┏━━

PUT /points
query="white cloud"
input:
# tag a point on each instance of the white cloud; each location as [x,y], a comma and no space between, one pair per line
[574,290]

┗━━

## Objective
Copy every item above line for line, without changing anything.

## Task solution
PUT /points
query="white cloud"
input:
# tag a point on each instance of the white cloud; each location as [x,y], a comma and no space between, one pair per line
[574,290]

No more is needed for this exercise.